Data listing: Begin

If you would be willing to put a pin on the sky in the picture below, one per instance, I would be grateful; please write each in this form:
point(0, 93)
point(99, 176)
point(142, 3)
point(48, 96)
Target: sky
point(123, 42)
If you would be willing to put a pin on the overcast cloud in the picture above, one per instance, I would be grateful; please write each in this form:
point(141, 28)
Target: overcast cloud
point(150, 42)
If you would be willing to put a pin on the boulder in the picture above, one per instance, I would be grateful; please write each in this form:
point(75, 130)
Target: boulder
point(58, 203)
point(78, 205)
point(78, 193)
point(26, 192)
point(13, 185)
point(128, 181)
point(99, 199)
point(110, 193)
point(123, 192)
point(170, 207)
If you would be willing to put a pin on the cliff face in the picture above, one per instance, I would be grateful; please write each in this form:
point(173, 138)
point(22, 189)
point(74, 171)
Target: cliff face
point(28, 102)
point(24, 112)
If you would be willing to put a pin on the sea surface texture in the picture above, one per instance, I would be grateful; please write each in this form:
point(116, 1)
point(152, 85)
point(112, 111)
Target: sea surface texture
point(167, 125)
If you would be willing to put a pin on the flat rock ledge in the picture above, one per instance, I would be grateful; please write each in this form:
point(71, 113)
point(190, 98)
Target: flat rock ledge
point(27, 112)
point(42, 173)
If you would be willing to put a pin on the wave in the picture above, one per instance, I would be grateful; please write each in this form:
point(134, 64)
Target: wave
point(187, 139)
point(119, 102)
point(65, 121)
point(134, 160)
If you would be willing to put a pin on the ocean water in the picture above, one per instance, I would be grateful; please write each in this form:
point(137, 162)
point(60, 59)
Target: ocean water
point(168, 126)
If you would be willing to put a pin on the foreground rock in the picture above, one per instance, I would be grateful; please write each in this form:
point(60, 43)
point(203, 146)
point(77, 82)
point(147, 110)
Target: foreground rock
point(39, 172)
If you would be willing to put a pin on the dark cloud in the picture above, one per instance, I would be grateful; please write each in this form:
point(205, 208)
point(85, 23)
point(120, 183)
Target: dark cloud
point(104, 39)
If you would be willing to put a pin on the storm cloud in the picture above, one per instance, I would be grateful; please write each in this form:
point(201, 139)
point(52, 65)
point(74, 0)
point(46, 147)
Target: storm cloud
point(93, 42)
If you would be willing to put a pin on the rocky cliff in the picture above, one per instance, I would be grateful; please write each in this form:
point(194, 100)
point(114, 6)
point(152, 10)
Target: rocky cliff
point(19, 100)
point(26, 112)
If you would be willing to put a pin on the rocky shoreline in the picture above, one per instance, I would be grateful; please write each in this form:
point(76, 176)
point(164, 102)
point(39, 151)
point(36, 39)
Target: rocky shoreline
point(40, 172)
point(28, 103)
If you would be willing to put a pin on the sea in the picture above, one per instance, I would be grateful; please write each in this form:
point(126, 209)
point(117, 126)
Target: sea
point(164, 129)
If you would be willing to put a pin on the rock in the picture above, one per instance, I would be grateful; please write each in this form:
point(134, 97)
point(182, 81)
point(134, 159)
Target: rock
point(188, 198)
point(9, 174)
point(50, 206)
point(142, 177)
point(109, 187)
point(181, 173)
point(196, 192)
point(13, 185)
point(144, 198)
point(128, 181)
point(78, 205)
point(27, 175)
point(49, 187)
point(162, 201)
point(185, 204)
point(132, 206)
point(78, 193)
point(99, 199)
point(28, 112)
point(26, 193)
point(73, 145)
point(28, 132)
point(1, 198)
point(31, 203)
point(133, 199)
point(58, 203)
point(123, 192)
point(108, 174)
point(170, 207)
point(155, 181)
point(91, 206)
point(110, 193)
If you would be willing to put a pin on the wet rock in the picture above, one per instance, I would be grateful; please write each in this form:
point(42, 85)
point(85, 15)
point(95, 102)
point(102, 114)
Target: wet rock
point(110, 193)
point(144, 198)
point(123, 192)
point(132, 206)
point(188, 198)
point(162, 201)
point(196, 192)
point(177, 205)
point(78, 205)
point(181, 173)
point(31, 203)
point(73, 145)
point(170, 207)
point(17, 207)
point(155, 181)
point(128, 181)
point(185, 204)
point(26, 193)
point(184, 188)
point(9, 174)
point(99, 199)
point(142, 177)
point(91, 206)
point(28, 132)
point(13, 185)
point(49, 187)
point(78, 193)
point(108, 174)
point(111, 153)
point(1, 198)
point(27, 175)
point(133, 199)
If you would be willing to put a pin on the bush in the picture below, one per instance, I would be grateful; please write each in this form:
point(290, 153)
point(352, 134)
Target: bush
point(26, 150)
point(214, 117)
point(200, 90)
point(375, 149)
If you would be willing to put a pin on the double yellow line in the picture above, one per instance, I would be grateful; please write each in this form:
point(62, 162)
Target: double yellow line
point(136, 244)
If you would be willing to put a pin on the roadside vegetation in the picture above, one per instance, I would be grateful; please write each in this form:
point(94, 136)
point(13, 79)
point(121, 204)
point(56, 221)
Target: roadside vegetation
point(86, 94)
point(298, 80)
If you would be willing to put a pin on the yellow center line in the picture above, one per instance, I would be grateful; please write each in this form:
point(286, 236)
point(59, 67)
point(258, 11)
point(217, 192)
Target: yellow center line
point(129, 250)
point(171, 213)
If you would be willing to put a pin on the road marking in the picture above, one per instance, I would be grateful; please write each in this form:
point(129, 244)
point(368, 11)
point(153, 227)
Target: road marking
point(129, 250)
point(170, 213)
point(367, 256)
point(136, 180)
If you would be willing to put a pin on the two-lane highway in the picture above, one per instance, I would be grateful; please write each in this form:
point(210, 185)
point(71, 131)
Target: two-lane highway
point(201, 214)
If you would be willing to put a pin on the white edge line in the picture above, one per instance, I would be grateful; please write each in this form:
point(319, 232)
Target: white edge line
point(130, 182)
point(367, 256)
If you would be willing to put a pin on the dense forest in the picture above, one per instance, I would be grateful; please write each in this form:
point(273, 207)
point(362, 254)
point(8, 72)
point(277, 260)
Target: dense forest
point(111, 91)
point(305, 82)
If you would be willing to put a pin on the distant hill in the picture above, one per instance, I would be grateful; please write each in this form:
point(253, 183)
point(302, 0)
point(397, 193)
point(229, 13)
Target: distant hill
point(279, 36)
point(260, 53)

Data listing: End

Filter the listing above, keeping only the lines with "below".

**Task solution**
If you would be willing to put a pin on the sky in the picture below, one per instance, I would be grateful; please write each in this form:
If you would be willing to put a pin on the bush in the picture below, one per instance, I would be grateful; please write each in this form:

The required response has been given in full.